- _Document_:

============

A program was created. Click the Run button to run the dummy program. And there's no output. That's predictable because the code does nothing. Like any language, the C programming language has several parts: keywords, functions, operators, values and variables, and structure. The keywords are the language part of the C language. They accomplish very basic tasks.
The good news is that, unlike English, which has 10s of 1,000 of words, there are only 44 words in the C language. Don't freak out. In practice, you may only use about half of these keywords. The real workhorses of the C language are functions. What the keywords do is really basic. To do more in C, you rely upon a function. The functions are held in libraries. The linker's job is to combine the library with your program's object code, knitting the two together to make a program.
To use a function in a program, you must incorporate a header file, which defines the function. You'll see how that's done later in this movie. Operators are symbols used to manipulate data in the program. These include the traditional math operators as well as a host of other special symbols. Values and variables are similar. Values include characters and numeric values. The numeric values are divided between integers, or whole numbers, and floating-point values, which contain a decimal part or fraction, or which can be very, very large values or very, very small values.
A variable, on the other hand, is a container for a value. Its contents can change or vary, which is why they're called variables. The values that go into variables are the same types of values you use directly in a program. All these pieces of the language must be used in a specific manner or order. That's the C language structure. The C language uses preprossesor directives to help control program flow. The main function is the first function executed in all C programs.
It's required, as you saw earlier in the dummy example. Curly brackets are used to enclose a functions' contents. Statements are like sentences in the C language. The can include C language keywords, functions, math, logical comparisons, and so on. Finally, comments are notes to yourself or other programmers, reminders, general information, or other items that are part of the source code but not compiled. Now that you know a bit of the background, let me help you put it to use by completing the dummy program.
Return to the dummy source code in the IDE's editor. The main function is defined as an integer function. That means it returns an integer value to the operating system. Therefore, some editing is necessary. In your editor, type the C language keyword int before the word main. Ensure that a space separates both. Now I'm going to clean up the curly brackets, which I prefer to put each on a line by itself. Now, I'm going to add a statement to the main function. See how the editor automatically indents the line? That's the traditional way C code is formatted.
Type the word return and a number. I'll let you pick any number, although it must be an integer. I'll type three. You can type the number in parentheses, as I've done here, or you can just specify the value. If so, you need to put a space between return and the value. Type a semicolon to end the statement. Save. Build. As long as your code looks like mine, no errors or warning appear. Run. On the Mac or Linux, you may see no output other than the build log, and it says the program terminated with status zero.

============

Image entries for named regions
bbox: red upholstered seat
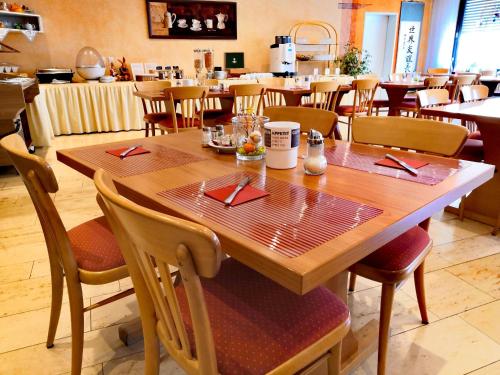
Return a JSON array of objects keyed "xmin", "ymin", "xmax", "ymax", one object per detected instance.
[
  {"xmin": 158, "ymin": 113, "xmax": 200, "ymax": 129},
  {"xmin": 360, "ymin": 226, "xmax": 431, "ymax": 271},
  {"xmin": 336, "ymin": 105, "xmax": 364, "ymax": 116},
  {"xmin": 458, "ymin": 138, "xmax": 484, "ymax": 162},
  {"xmin": 144, "ymin": 112, "xmax": 170, "ymax": 124},
  {"xmin": 68, "ymin": 216, "xmax": 125, "ymax": 272},
  {"xmin": 176, "ymin": 258, "xmax": 349, "ymax": 374},
  {"xmin": 467, "ymin": 130, "xmax": 483, "ymax": 140}
]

============

- _Problems_:
1 - How many keywords does the C lesson say the C language has?
2 - Translate this sentence from the C lesson into German: "The main function is the first function executed in all C programs."
3 - Reproduce the stretch of the C lesson from "Return to the" through "code is formatted.".
Nothing in the listing is needed for these tasks.

- _Answers given_:
1 - 44

2 - Die Funktion main ist die erste Funktion, die in allen C-Programmen ausgeführt wird.

3 -
Return to the dummy source code in the IDE's editor. The main function is defined as an integer function. That means it returns an integer value to the operating system. Therefore, some editing is necessary. In your editor, type the C language keyword int before the word main. Ensure that a space separates both. Now I'm going to clean up the curly brackets, which I prefer to put each on a line by itself. Now, I'm going to add a statement to the main function. See how the editor automatically indents the line? That's the traditional way C code is formatted.